▶ [About this exercise]
Even the shortest line counts, so transcribe all the data exactly.

▶ [Data for processing]
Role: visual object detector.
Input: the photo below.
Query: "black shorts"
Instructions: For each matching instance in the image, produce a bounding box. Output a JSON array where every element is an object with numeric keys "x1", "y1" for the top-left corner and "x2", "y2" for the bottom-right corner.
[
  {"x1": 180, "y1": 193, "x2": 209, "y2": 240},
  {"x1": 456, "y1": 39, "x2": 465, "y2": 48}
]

▶ [Response]
Role: visual object detector.
Input: the photo below.
Query: "black shorts"
Instructions: For each matching instance in the image, produce a bounding box. Output a JSON array where every element is an object with numeric keys "x1", "y1" for the top-left corner and "x2", "y2" for the bottom-right corner.
[
  {"x1": 180, "y1": 193, "x2": 209, "y2": 240},
  {"x1": 456, "y1": 39, "x2": 465, "y2": 48}
]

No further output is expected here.